START MATERIAL FOR THE TASK

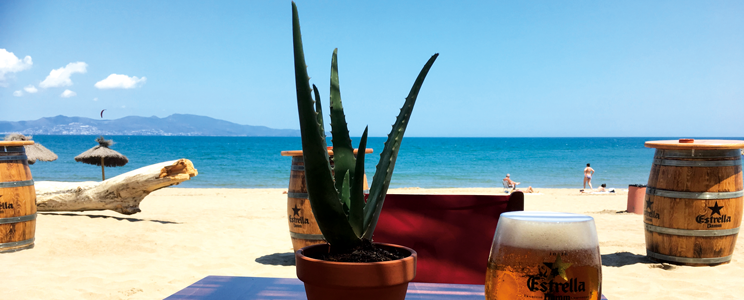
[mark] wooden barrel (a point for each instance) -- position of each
(693, 203)
(303, 229)
(17, 198)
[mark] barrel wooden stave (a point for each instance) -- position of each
(683, 213)
(305, 231)
(16, 201)
(303, 228)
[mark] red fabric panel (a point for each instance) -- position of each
(452, 234)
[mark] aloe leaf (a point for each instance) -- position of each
(356, 208)
(345, 193)
(343, 152)
(322, 193)
(319, 111)
(384, 172)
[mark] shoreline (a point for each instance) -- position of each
(185, 234)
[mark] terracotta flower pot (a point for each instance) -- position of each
(339, 280)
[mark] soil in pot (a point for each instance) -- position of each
(331, 280)
(367, 252)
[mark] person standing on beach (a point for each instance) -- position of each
(588, 172)
(510, 183)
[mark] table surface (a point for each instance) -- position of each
(230, 287)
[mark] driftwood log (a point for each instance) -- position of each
(122, 193)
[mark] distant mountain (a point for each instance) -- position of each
(177, 124)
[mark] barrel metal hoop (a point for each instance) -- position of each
(694, 195)
(688, 260)
(697, 163)
(691, 232)
(16, 183)
(11, 149)
(14, 157)
(691, 153)
(16, 244)
(297, 195)
(305, 236)
(18, 219)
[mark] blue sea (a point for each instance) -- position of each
(255, 162)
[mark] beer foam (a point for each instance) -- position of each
(546, 230)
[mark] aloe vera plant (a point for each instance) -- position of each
(337, 200)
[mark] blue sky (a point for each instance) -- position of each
(506, 68)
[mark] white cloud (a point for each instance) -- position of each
(30, 89)
(116, 81)
(9, 63)
(61, 77)
(68, 94)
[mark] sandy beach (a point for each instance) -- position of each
(183, 235)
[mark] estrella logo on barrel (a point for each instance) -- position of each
(712, 221)
(650, 213)
(299, 220)
(5, 205)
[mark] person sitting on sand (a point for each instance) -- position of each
(588, 172)
(510, 183)
(603, 188)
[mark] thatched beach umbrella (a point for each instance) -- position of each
(33, 152)
(103, 156)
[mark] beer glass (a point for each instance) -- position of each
(544, 255)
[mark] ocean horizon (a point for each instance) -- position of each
(425, 162)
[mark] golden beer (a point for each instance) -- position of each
(542, 255)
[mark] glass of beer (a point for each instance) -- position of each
(544, 255)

END MATERIAL FOR THE TASK

* **DESCRIPTION OF THE TASK**: Every line from the one containing "[mark] person sitting" through the final line of the data above is to be restated word for word, and nothing more.

* **THE ANSWER**:
[mark] person sitting on sand (a point for each instance) -- position of each
(588, 172)
(510, 183)
(603, 188)
[mark] thatched beach umbrella (a point for each instance) -- position of each
(33, 152)
(103, 156)
[mark] beer glass (a point for each instance) -- position of each
(544, 255)
[mark] ocean horizon (a point for each instance) -- position of each
(425, 162)
[mark] golden beer (a point for each instance) -- position of each
(542, 255)
[mark] glass of beer (a point for each instance) -- position of each
(544, 255)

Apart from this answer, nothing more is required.